__Work instruction__
What you give back should match the records word for word.

__Material provided__
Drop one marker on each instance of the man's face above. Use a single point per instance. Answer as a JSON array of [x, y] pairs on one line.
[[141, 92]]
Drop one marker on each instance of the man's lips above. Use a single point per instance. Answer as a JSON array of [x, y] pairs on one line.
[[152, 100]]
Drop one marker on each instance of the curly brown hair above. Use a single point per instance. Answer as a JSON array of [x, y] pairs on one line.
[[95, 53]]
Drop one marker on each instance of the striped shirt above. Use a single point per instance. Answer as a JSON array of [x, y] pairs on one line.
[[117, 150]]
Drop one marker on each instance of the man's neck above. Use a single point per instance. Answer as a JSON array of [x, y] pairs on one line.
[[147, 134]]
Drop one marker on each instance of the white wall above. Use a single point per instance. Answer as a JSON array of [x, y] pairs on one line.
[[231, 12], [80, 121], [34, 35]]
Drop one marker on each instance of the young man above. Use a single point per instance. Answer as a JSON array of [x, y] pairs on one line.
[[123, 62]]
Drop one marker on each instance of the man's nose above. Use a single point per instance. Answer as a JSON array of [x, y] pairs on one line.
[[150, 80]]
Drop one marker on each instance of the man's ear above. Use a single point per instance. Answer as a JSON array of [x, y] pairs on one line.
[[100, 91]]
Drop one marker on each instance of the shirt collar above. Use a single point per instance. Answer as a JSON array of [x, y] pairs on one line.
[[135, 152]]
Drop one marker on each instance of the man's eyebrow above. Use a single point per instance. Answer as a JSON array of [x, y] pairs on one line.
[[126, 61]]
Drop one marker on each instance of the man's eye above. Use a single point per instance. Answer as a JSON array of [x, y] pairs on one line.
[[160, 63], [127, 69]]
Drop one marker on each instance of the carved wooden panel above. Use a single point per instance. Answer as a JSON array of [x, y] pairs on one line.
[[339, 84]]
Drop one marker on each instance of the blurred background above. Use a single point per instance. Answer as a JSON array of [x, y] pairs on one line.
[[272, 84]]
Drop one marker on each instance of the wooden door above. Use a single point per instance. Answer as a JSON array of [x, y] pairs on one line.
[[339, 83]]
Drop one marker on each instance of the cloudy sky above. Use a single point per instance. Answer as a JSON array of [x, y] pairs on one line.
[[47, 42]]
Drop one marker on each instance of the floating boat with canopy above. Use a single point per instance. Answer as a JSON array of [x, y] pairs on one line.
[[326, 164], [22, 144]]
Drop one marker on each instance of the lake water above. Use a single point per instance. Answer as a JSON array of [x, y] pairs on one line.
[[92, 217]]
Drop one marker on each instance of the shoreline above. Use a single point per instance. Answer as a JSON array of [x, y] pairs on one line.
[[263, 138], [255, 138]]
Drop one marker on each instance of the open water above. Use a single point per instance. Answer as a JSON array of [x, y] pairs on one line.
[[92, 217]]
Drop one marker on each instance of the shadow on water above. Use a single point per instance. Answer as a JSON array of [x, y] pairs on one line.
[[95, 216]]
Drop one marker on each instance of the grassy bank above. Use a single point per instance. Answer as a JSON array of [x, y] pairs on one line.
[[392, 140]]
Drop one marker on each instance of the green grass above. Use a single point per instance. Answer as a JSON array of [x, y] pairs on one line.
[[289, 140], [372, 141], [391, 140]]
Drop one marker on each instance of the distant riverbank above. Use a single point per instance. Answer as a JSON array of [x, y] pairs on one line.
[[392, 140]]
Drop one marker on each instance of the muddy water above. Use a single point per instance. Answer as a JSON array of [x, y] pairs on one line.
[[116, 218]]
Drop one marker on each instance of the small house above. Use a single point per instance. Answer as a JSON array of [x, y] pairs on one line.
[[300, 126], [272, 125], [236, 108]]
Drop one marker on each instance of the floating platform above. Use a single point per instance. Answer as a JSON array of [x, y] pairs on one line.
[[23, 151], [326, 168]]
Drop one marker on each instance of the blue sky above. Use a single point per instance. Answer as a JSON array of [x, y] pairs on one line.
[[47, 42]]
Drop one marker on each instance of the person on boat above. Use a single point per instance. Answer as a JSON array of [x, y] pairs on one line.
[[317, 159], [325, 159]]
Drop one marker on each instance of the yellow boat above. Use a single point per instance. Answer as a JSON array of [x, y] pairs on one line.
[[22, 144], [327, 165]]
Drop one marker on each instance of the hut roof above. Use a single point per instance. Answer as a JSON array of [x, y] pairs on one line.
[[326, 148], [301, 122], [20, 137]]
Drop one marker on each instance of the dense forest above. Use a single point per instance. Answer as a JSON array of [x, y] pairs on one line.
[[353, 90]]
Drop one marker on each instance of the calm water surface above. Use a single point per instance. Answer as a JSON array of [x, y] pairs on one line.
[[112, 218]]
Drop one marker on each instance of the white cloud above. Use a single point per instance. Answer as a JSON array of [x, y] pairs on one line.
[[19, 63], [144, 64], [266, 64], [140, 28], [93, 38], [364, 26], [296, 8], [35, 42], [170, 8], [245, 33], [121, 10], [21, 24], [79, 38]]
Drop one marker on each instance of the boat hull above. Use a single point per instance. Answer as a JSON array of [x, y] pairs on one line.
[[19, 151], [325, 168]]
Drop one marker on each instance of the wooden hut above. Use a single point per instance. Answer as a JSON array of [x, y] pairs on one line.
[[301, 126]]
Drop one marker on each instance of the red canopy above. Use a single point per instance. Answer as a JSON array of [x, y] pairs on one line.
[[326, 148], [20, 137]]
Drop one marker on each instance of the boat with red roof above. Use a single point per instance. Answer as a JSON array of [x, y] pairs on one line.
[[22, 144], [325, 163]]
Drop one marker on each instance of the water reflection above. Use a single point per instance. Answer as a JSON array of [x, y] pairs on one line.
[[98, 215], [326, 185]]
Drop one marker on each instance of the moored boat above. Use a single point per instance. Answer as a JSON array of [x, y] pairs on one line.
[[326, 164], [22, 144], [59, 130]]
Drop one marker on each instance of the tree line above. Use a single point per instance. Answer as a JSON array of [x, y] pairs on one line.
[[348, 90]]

__Answer section__
Drop one marker on each instance of the man's face above. Use a single point per instance. Answer as a JSON array of [x, y] pairs on one line.
[[141, 92]]
Drop one marker on each instance of the man's lips above. Use a single point per instance. Answer as a JSON array of [x, y] pairs on one line.
[[152, 100]]
Drop one marker on each instance of the curly brown hair above. Use a single point per instance. Answer as a JSON array of [x, y] pairs on one line.
[[95, 53]]
Drop one marker on each instance of the striped shirt above. Use a single point per instance. Answer as a JSON array of [x, y] pairs on one line.
[[117, 150]]
Drop one marker on each instance of the man's neck above. Use a single point per instance. Answer as a JSON array of [x, y] pairs on one line.
[[147, 134]]
Drop one marker on each instance of the white wall above. Use a single point per instance. Answer as a JSON array of [x, y] pairs on one line.
[[231, 12], [80, 121], [34, 35]]
Drop one marker on each instance of the young man above. Use a single point per instance. Answer as a JSON array of [x, y] pairs on one line.
[[123, 62]]
Drop one marker on each instance of the man's nose above. Use a single point per instance. Answer as a JSON array of [x, y] pairs on one line.
[[150, 80]]
Drop one marker on each instance of the man's ear above. Use a single point per instance. Answer as a JSON array of [x, y] pairs on one line.
[[100, 91]]
Drop one marker on each instance of the shirt collar above. Use a single point per instance. Answer as a JSON array of [x, y] pairs on one line.
[[135, 152]]
Drop one marker on each instance of the man's eyebrow above. Use a single point per instance. Answer as a JSON array of [x, y] pairs on one line.
[[126, 61]]
Drop one marker on each instance of the man's eye above. Use a single point per instance. Answer as a JSON array of [x, y] pairs on one line.
[[160, 63], [127, 69]]
Drop one marker on each instance of the carved wooden panel above. Use a single point per instance. Answer as a JSON array of [x, y] pairs on one line.
[[339, 84]]
Drop one marker on each instance of the blurred background above. Use a single point per instance. Answer as a JSON array of [x, y] pairs on one line.
[[272, 84]]
Drop one marker on each instance of the wooden door above. Use a single point per instance. Answer as a JSON array of [x, y] pairs on one line.
[[339, 83]]
Drop one marker on each instance of the cloudy sky above. Use a single point per instance. Answer as a JSON array of [x, y] pairs on one line.
[[47, 42]]
Drop one marker on each instance of the floating boat with canopy above. Use a single point per instance. Answer as a JSON array of [x, y] pairs on one line.
[[326, 164], [22, 144]]
Drop one marker on each instance of the lake water above. Use a single point per instance. Answer as a JSON array of [x, y] pairs on one line.
[[92, 217]]
Drop one marker on each instance of the shoreline above. Use a single point per instance. Answer as a JSON array of [x, y] pairs on one line.
[[263, 138], [255, 138]]
Drop one marker on each instance of the open water above. Use a single point per instance. Answer as a JSON array of [x, y] pairs on one line.
[[92, 217]]
Drop one marker on each instance of the shadow on water above. Use a single point per instance. Answer as a JSON array of [x, y] pairs on one line.
[[95, 216]]
Drop one marker on each instance of the grassy bank above. Use a single point per instance. Answer as a JSON array of [x, y] pairs on one line.
[[392, 140]]
Drop one marker on each instance of the green grass above. Use a single point per instance. Answer as a JSON array of [x, y] pairs on one line.
[[289, 140], [372, 141], [391, 140]]
Drop one marker on each instance of the distant riverbank above. Use a single point per instance. Answer as a JSON array of [x, y] pairs on one line.
[[392, 140]]
Drop one marker on each instance of the muddy water above. Use a single point per instance. Answer as a JSON array of [x, y] pairs on one line.
[[116, 218]]
Drop one marker on each instance of the small house above. Use a single point per instance. Answer as a JSON array of [x, y] pairs on one line.
[[300, 126], [272, 125], [236, 108]]
Drop one marker on each instance of the floating platform above. Use a single point per instance. Answer as a JSON array of [x, y] pairs on one line.
[[23, 151], [326, 168]]
Drop one marker on each instance of the blue sky above. Use a single point per instance. Answer as a JSON array of [x, y] pairs on one line.
[[47, 42]]
Drop one marker on each instance of the person on boat above. Use a single point per instance. Answer as a JSON array of [x, y] pairs on one line.
[[317, 159], [325, 159]]
Drop one marker on each instance of the yellow boat above. Use a single point per instance. Answer as a JSON array of [x, y] pairs on one line.
[[22, 144], [327, 165]]
Drop one marker on each instance of the hut roof above. Use a single point per instance. Answer as a JSON array of [x, y] pairs on one line.
[[326, 148], [301, 122], [20, 137]]
Drop one marker on each instance of the dense forest above. Use a single point per instance. Answer as a JSON array of [x, y] pairs on one line.
[[353, 90]]
Drop one marker on each instance of the calm water surface above. Use a single point per instance. Answer as a JSON array of [x, y] pairs on one line.
[[112, 218]]
Drop one marker on each instance of the white cloud above. Use a single point per instance. Answer as a JSON array of [x, y] pairs on one line.
[[19, 63], [144, 64], [266, 64], [140, 28], [93, 38], [364, 26], [296, 8], [35, 42], [170, 8], [245, 33], [121, 10], [21, 24], [79, 38]]
Drop one marker on each instance of the boat hull above. Use a single point per instance. Answer as a JSON array of [x, y] pairs on one line.
[[19, 151], [325, 168]]
Drop one marker on each instance of the wooden hut above. Use a single point per instance. Answer as a JSON array of [x, y] pairs on one line.
[[301, 126]]
Drop one marker on each instance of the red canopy above. Use a single point per instance. Answer as a JSON array of [x, y] pairs on one line.
[[326, 148], [20, 137]]
Drop one marker on each instance of the boat with red roof above. Use a single point per instance. Answer as a JSON array of [x, y] pairs on one line.
[[22, 144], [325, 163]]
Drop one marker on each instance of the water reflection above. Use a single point per instance. Answer as a JSON array of [x, y] pairs on one line.
[[98, 215], [326, 185]]
Drop one marker on each instance of the moored boat above. Use a single point per instance. Answer as a JSON array of [x, y] pairs on one line.
[[326, 164], [22, 144], [59, 130]]
Drop one marker on each instance of the tree line above. Use a single point per instance. Answer as a JSON array of [x, y] pairs on one line.
[[348, 90]]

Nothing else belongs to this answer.